◆ **TEXTO BASE**
....

Rafael Utrera Macías

En capítulo precedente, la historia de la comedia cinematográfica nos ha permitido ver dónde estaban las fuentes originales de este creador, Woody Allen, así como quiénes fueron los coetáneos de su comicidad. Añadamos a ello, además, que otros aspectos parecerían tomados de Harry Langdon, sobre todo el habitual talante timorato frente a la decepción ante entornos adversos; del mismo modo, el personaje de tradición judía, derivaría de Chaplin/Charlot, quien, más allá de su “personal personalidad” deviene en autor total -de guionista a intérprete- de su obra en tan elocuente como larguísima filmografía.

Los mecanismos de la comicidad para la expresión de los temas antes mencionados se sirven de una potenciación del "ego"; podría decirse que, si los demás cómicos han recibido la tarta de crema en la cara, Allen suele recibirla en el inconsciente. A ello se une la capacidad para invertir las situaciones que son habituales, al igual que convertir algo muy solemne en tema muy trivial; en medio de una conversación de tonos altamente dramáticos, podemos oír intercalada una frase del tipo "sí, pero intentad buscar un fontanero en el fin de semana". Parece que Groucho lo estuviera observando desde detrás de una columna. Woody ha sabido recoger, personalizándola, la herencia de sus predecesores a fin de ofrecernos la mejor tradición cómica presentada bajo un prisma tan personal como original. El género, pues, cayó en buenas manos, y frente a ciertos malos augurios, podemos decir que sigue, al menos estilísticamente, gozando de salud, por más que los tiempos, los gustos, las tendencias, hayan cambiado sustancialmente y, el autor, atisbe ya, en lontananza, el estado nonagenario. Así pues, Allen ha integrado de forma muy personal todos los posibles antecedentes y ha convertido este género en la mejor expresión del "sentimiento trágico de lo cómico” en el cine contemporáneo, tanto en sus ramificaciones americanas como europeas.

....

◆ **ENTRADAS**
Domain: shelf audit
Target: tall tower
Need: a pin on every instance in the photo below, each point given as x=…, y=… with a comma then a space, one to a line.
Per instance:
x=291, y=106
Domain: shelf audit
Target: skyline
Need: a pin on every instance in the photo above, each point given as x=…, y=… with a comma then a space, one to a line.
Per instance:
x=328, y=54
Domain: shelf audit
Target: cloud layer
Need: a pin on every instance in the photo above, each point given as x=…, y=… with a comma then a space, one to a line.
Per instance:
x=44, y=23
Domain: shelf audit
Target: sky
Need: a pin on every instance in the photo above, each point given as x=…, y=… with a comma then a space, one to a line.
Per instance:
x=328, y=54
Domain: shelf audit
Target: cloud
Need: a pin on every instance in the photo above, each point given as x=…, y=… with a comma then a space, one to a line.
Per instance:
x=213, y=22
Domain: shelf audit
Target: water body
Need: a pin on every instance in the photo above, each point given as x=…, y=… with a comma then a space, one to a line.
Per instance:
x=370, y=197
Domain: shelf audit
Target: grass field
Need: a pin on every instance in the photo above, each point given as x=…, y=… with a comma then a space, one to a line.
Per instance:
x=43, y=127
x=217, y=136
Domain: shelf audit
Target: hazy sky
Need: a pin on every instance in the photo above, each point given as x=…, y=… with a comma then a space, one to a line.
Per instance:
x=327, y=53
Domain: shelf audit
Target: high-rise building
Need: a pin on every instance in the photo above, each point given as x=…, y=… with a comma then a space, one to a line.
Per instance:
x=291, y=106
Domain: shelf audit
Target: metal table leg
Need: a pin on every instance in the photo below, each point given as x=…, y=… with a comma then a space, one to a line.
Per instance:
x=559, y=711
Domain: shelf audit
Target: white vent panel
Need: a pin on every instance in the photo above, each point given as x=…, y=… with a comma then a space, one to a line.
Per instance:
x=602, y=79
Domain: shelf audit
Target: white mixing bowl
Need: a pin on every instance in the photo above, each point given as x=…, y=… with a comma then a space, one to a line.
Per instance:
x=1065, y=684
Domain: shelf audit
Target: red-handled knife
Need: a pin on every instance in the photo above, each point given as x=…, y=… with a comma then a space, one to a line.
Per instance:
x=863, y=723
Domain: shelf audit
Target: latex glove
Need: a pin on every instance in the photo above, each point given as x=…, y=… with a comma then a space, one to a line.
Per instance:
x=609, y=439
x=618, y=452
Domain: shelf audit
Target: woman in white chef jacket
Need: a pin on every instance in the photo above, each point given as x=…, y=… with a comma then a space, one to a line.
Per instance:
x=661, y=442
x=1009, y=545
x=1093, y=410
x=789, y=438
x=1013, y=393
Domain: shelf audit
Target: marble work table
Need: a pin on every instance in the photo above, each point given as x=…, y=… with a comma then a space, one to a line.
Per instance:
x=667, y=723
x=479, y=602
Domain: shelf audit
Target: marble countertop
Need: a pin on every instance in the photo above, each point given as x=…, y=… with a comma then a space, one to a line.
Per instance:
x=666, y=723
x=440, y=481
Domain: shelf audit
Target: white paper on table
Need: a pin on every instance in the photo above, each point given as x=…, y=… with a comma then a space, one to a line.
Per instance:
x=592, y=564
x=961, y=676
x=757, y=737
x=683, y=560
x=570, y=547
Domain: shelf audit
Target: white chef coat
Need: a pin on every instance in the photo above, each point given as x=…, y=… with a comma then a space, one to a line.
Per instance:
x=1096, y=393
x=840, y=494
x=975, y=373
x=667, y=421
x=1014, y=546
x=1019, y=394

....

◆ **EJERCICIOS PROPUESTOS**
A) Según el texto sobre Woody Allen, ¿dónde suele recibir Allen la tarta de crema que los demás cómicos han recibido en la cara?
B) Transcribe del texto sobre Woody Allen el pasaje que comienza en las palabras "En capítulo precedente, la" y termina tras "como larguísima filmografía.".

◆ **RESULTADOS ESPERADOS**
A) En el inconsciente.

B)
En capítulo precedente, la historia de la comedia cinematográfica nos ha permitido ver dónde estaban las fuentes originales de este creador, Woody Allen, así como quiénes fueron los coetáneos de su comicidad. Añadamos a ello, además, que otros aspectos parecerían tomados de Harry Langdon, sobre todo el habitual talante timorato frente a la decepción ante entornos adversos; del mismo modo, el personaje de tradición judía, derivaría de Chaplin/Charlot, quien, más allá de su “personal personalidad” deviene en autor total -de guionista a intérprete- de su obra en tan elocuente como larguísima filmografía.